● Data items:
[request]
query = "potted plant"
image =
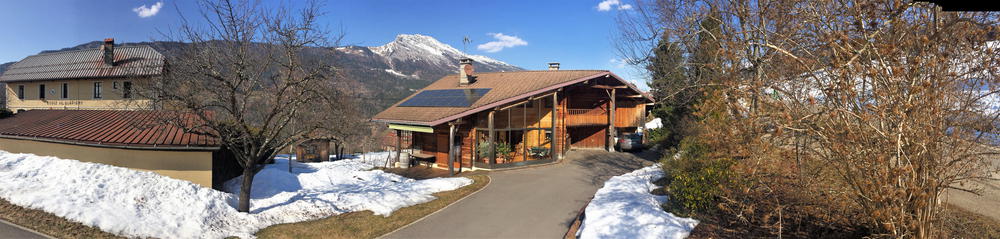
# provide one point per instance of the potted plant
(503, 151)
(538, 152)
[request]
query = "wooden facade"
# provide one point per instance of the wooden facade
(582, 118)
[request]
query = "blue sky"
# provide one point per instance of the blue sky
(576, 33)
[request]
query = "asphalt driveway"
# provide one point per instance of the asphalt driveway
(9, 230)
(539, 202)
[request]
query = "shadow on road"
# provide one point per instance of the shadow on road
(601, 165)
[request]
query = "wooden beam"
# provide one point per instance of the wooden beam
(552, 141)
(608, 87)
(611, 123)
(399, 145)
(451, 150)
(493, 134)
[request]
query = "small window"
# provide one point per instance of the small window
(127, 90)
(97, 90)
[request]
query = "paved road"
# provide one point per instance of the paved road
(8, 230)
(987, 203)
(538, 202)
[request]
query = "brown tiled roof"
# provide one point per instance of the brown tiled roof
(88, 63)
(504, 86)
(103, 127)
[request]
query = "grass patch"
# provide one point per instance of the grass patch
(366, 224)
(47, 223)
(959, 223)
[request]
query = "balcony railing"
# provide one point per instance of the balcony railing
(581, 117)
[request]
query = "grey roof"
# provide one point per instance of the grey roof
(88, 63)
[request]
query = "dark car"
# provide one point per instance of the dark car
(630, 142)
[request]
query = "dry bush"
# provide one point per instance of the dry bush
(841, 110)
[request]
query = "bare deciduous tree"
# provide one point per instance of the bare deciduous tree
(249, 75)
(894, 99)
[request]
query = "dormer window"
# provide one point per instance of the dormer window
(97, 90)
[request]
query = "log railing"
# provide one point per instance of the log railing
(581, 117)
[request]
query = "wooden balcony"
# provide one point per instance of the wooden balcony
(586, 117)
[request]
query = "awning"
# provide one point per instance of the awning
(414, 128)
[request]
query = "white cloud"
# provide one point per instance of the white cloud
(150, 11)
(502, 41)
(607, 5)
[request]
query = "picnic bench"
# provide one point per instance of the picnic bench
(419, 158)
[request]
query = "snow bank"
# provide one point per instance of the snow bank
(655, 123)
(144, 204)
(625, 208)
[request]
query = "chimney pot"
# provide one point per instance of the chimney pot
(109, 51)
(465, 71)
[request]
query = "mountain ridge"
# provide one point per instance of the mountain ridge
(378, 76)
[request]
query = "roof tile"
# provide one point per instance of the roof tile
(106, 127)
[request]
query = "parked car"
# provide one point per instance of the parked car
(630, 142)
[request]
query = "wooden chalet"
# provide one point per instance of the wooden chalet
(505, 119)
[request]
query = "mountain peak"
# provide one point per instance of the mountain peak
(419, 47)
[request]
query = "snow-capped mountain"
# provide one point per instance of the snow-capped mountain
(378, 76)
(415, 56)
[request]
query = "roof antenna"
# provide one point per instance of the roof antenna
(465, 44)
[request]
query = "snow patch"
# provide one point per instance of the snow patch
(655, 123)
(625, 208)
(417, 47)
(145, 204)
(394, 72)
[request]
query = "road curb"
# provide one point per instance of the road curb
(26, 229)
(442, 209)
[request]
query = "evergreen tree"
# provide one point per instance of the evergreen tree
(668, 77)
(678, 88)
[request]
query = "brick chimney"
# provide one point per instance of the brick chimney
(553, 66)
(465, 71)
(109, 51)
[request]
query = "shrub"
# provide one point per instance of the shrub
(694, 180)
(503, 150)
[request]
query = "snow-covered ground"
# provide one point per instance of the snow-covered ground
(145, 204)
(655, 123)
(625, 208)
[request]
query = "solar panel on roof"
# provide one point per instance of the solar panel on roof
(446, 98)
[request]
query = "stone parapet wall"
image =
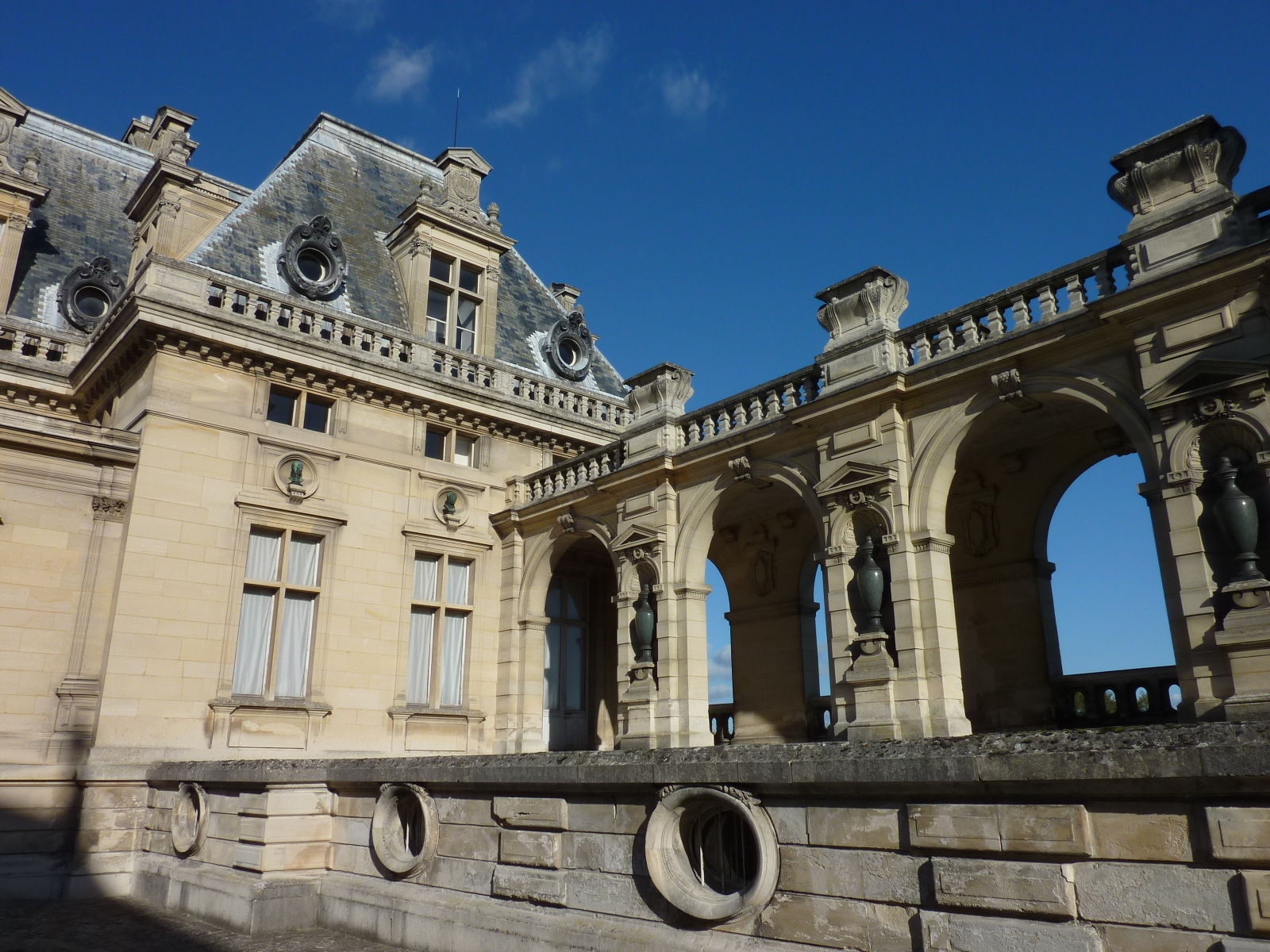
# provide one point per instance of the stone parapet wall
(1155, 838)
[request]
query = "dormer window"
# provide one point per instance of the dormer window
(454, 306)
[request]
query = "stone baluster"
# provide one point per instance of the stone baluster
(1075, 292)
(1048, 304)
(922, 348)
(944, 342)
(1022, 315)
(996, 323)
(1105, 279)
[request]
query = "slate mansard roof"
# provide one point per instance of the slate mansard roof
(90, 179)
(359, 181)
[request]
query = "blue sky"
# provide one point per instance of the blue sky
(702, 169)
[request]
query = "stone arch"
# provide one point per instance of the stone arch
(992, 480)
(935, 465)
(696, 520)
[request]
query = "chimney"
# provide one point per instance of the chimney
(567, 295)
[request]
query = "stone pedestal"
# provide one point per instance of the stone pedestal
(873, 681)
(1246, 640)
(637, 708)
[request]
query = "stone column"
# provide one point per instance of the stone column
(927, 645)
(1202, 668)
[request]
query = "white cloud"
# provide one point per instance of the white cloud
(398, 71)
(721, 676)
(562, 69)
(687, 94)
(359, 14)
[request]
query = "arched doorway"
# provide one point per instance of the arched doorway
(1013, 469)
(762, 547)
(579, 689)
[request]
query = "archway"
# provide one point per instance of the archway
(579, 691)
(1011, 470)
(762, 546)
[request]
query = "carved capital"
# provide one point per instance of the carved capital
(1172, 169)
(110, 509)
(660, 390)
(873, 298)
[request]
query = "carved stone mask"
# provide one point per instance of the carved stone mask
(89, 292)
(569, 347)
(313, 259)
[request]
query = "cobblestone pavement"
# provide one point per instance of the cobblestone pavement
(124, 926)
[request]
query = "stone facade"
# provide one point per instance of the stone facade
(328, 533)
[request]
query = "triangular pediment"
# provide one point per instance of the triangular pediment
(851, 476)
(635, 536)
(1204, 376)
(12, 107)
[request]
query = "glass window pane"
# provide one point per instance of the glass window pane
(465, 333)
(425, 578)
(262, 555)
(464, 447)
(317, 414)
(459, 583)
(575, 600)
(294, 640)
(283, 406)
(302, 560)
(256, 624)
(438, 313)
(452, 659)
(552, 670)
(418, 674)
(435, 444)
(575, 670)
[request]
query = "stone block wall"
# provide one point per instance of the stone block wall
(912, 854)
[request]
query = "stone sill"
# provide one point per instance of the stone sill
(1153, 761)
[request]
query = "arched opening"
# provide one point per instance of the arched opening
(1109, 606)
(579, 658)
(1016, 478)
(761, 554)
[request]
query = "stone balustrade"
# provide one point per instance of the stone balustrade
(1056, 295)
(344, 332)
(29, 340)
(751, 406)
(572, 474)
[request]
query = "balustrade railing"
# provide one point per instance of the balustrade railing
(751, 406)
(1106, 698)
(22, 338)
(572, 474)
(344, 332)
(723, 725)
(1058, 294)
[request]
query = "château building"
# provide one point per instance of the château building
(344, 581)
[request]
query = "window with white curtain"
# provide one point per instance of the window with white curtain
(440, 617)
(276, 625)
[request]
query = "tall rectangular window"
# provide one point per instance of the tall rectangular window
(436, 657)
(276, 624)
(455, 298)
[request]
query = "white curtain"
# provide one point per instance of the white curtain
(425, 578)
(457, 583)
(302, 562)
(552, 670)
(452, 659)
(418, 676)
(253, 645)
(294, 641)
(262, 555)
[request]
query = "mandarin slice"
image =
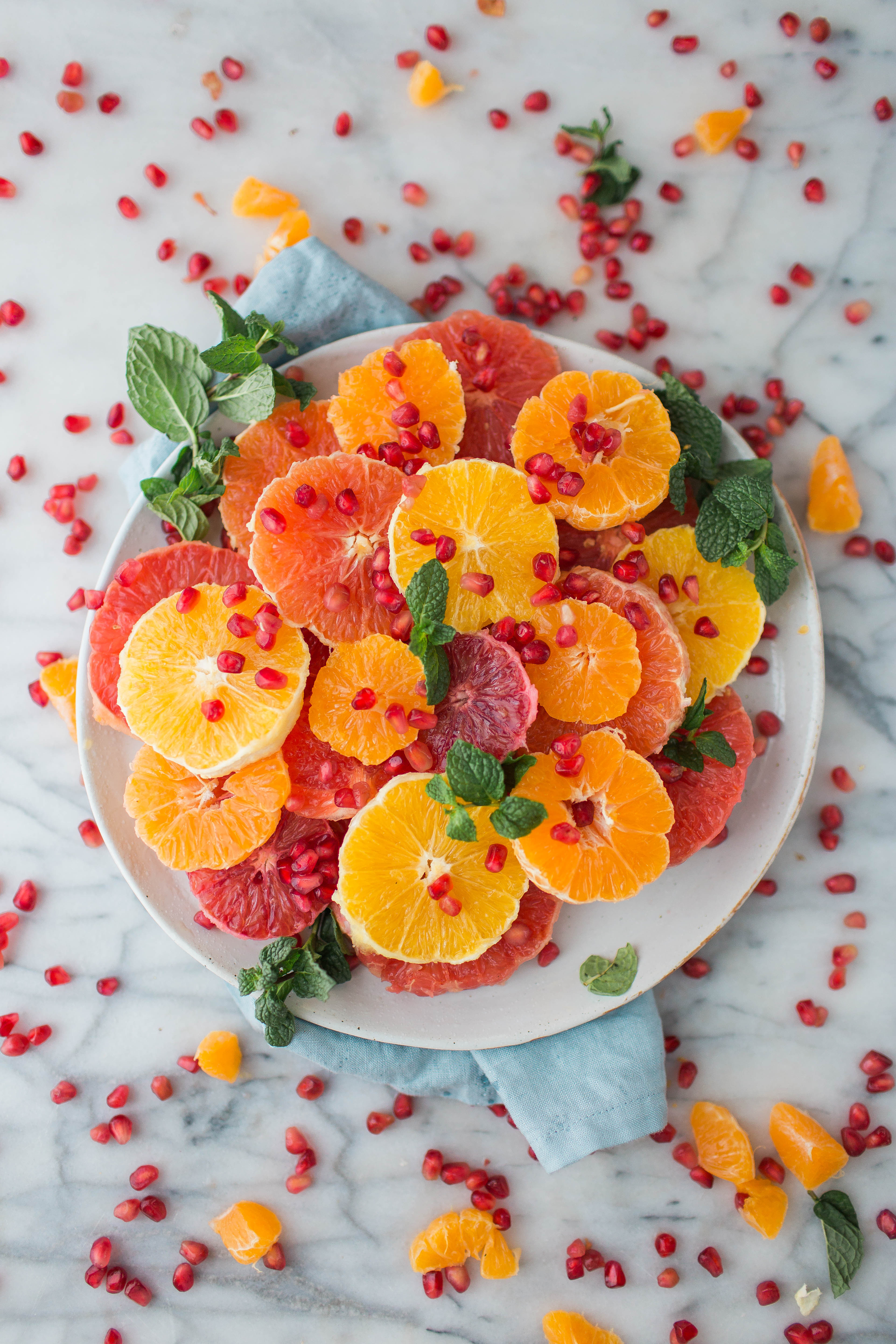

● Task requirements: Repeat the data above exactly, images excluded.

● Output for this exercise:
[request]
query = "potted plant"
image =
# provide one point per instance of the potted plant
(503, 151)
(538, 152)
[request]
query = "wooden facade"
# provide one point per instance of the wooden facade
(582, 118)
[request]
query = "blue sky"
# provide one point per instance of the blue sky
(576, 33)
[request]
query = "asphalt driveway"
# provide one point per instance of the asphalt driveway
(9, 230)
(539, 202)
[request]
query = "shadow on road"
# provide one point per instance of the shadow on road
(601, 165)
[request]
query = "wooden beam"
# provide one point per instance of the wooden beam
(552, 141)
(608, 87)
(611, 123)
(399, 145)
(451, 150)
(493, 134)
[request]
query = "small window"
# provide one point per instance of the small window
(127, 90)
(97, 90)
[request]
query = "paved road"
# provide one point per instance of the paved road
(8, 230)
(987, 203)
(538, 202)
[request]
query = "brown tiled roof"
# provide one point per instance of the brown tiled roof
(88, 63)
(504, 86)
(103, 127)
[request]
query = "grass patch"
# provide one point per instance of the grass patch
(366, 224)
(47, 223)
(959, 223)
[request]
query = "balcony railing"
# provide one point per instance of the balcony railing
(581, 117)
[request]
query = "grey roof"
# provide one point per instance of the grey roof
(88, 63)
[request]
query = "dark car"
# provide one point per instance of the dark car
(630, 142)
[request]
query = "dry bush"
# provide one point per instance of the dry bush
(841, 110)
[request]
query = "bare deciduous tree"
# provide one point per instance of the bare deciduous tree
(249, 75)
(894, 99)
[request]
query = "dormer window"
# provide one point per instance of the dormer window
(97, 90)
[request]
query = "log railing"
# provide one point per instance of the log railing
(581, 117)
[request]
query = "wooden balcony"
# provide one point per instance of the wooden balcony
(586, 117)
[request]
query = "awning"
# provide one point per instance of the awning
(414, 128)
[request]
query = "white cloud"
# provide one point per instance of the white cloud
(150, 11)
(502, 41)
(607, 5)
[request]
query = "picnic bench"
# provide one point per instance of the picnic bench
(419, 158)
[request]
query = "snow bank"
# provide one point per instance of the snow bank
(655, 123)
(144, 204)
(625, 208)
[request]
query = "chimney pot"
# provide one point per instance of the chimney pot
(109, 51)
(465, 71)
[request]
query = "mountain ridge"
# provide one point per instance of the mountain ridge
(378, 76)
[request]
query = "roof tile"
# provide one point per instance of the roof tile
(106, 127)
[request]
query = "parked car"
# provide one point per instance of the parked car
(630, 142)
[request]
query = "wooden chalet"
# provide one point per instance of the wooden chalet
(505, 119)
[request]
query = "mountain peak"
# provide one point per instance of the mountain peak
(419, 47)
[request]
query = "snow-capped mountain"
# provide one point per instance of the snow-capped mountain
(378, 76)
(415, 56)
[request]
query = "roof antenna"
# provide one point per instance of the roof antenna
(465, 44)
[request]
query = "snow patch"
# provide one point per instance of the snow patch
(655, 123)
(625, 208)
(417, 47)
(145, 204)
(394, 72)
[request]
query = "road curb"
# provide one point per instance of the road curb
(26, 229)
(442, 209)
[request]
query = "evergreen tree"
# provide one point per instance of the evergreen tree
(668, 77)
(678, 88)
[request]
query = "brick chimney"
# provide one point per instance of the brick chimney
(553, 66)
(465, 71)
(109, 51)
[request]
query = "shrub"
# provide one point per instance of the shrub
(694, 180)
(503, 150)
[request]
query = "snow-covered ground"
# provide one point per instance of the snow-covered ground
(145, 204)
(655, 123)
(625, 208)
[request]
query = "solar panel on roof"
# provide one point per instance of the solar panel on roof
(446, 98)
[request]
query = "stone parapet wall"
image =
# provide one point per instance of the stone parapet wall
(1155, 838)
[request]
query = "dormer window"
# provide one point per instance of the dormer window
(454, 306)
[request]
query = "stone baluster"
# provide one point per instance of the stone baluster
(1075, 292)
(1048, 304)
(922, 348)
(944, 342)
(1022, 315)
(996, 323)
(1105, 279)
[request]
query = "slate mansard roof"
# provide one point per instance of the slate mansard roof
(90, 179)
(359, 181)
[request]
query = "blue sky"
# provide one point per instance of the blue sky
(702, 169)
[request]
query = "stone arch"
# provide one point per instance of the stone arch
(992, 480)
(935, 465)
(696, 520)
[request]
query = "chimney"
# provide one point per instance of the chimney
(567, 295)
[request]
query = "stone pedestal"
# provide one point per instance of the stone pedestal
(873, 681)
(1246, 640)
(637, 708)
[request]
query = "stone column"
# provide one point per instance of the stone column
(927, 645)
(1202, 668)
[request]
query = "white cloud"
# provide one point per instance of the white cloud
(398, 71)
(721, 676)
(562, 69)
(687, 94)
(359, 14)
[request]
query = "arched doorway"
# provide one point per instance of the arched doorway
(1013, 469)
(762, 547)
(579, 689)
[request]
query = "archway"
# provide one point per instance of the archway
(579, 691)
(1011, 470)
(762, 546)
[request]
query = "carved capital"
# provide one point per instance of the carved capital
(1172, 169)
(110, 509)
(660, 390)
(873, 298)
[request]
query = "carved stone mask"
# provide one point per instance of the carved stone mask
(89, 292)
(569, 347)
(313, 259)
[request]
query = "cobblestone pavement"
# provide one point per instance of the cobblestone pavement
(124, 926)
[request]
query = "stone facade"
# provide one point per instance of the stone facade
(328, 533)
[request]
query = "triangular pediment"
# provide one point per instance of the triangular pediment
(851, 476)
(635, 536)
(1204, 376)
(12, 107)
[request]
query = "glass window pane"
# provide one point per instance of the glass window pane
(465, 333)
(425, 578)
(262, 555)
(464, 447)
(317, 414)
(459, 583)
(575, 600)
(294, 640)
(283, 406)
(302, 560)
(256, 624)
(438, 313)
(452, 659)
(552, 670)
(418, 674)
(435, 444)
(575, 670)
[request]
query = "stone block wall"
# provide one point per instance of the stone block wall
(912, 854)
[request]
query = "stone sill"
# provide one point per instance of the stone sill
(1153, 761)
[request]
query = "arched opening"
# provide one point per instance of the arched opening
(1109, 606)
(579, 658)
(1016, 478)
(761, 554)
[request]
query = "stone balustrade"
# provide one point per instance of the stone balustrade
(1056, 295)
(344, 332)
(29, 340)
(751, 406)
(572, 474)
[request]
query = "balustrade railing"
# provide one point per instance of the balustrade railing
(751, 406)
(1106, 698)
(22, 338)
(572, 474)
(344, 332)
(723, 725)
(1058, 294)
[request]
query = "château building"
# provide one point per instance of the château building
(344, 581)
[request]
query = "window with white curtain"
# provide one point per instance of the window with white curtain
(440, 617)
(276, 625)
[request]
query = "tall rectangular window"
# provide one point per instance of the tall rectangular window
(436, 657)
(276, 624)
(455, 298)
[request]
query = "white curtain"
# provide one point per instance of the white curtain
(425, 578)
(457, 583)
(302, 562)
(552, 670)
(452, 659)
(418, 676)
(253, 645)
(294, 641)
(262, 555)
[request]
query = "mandarin slice"
image =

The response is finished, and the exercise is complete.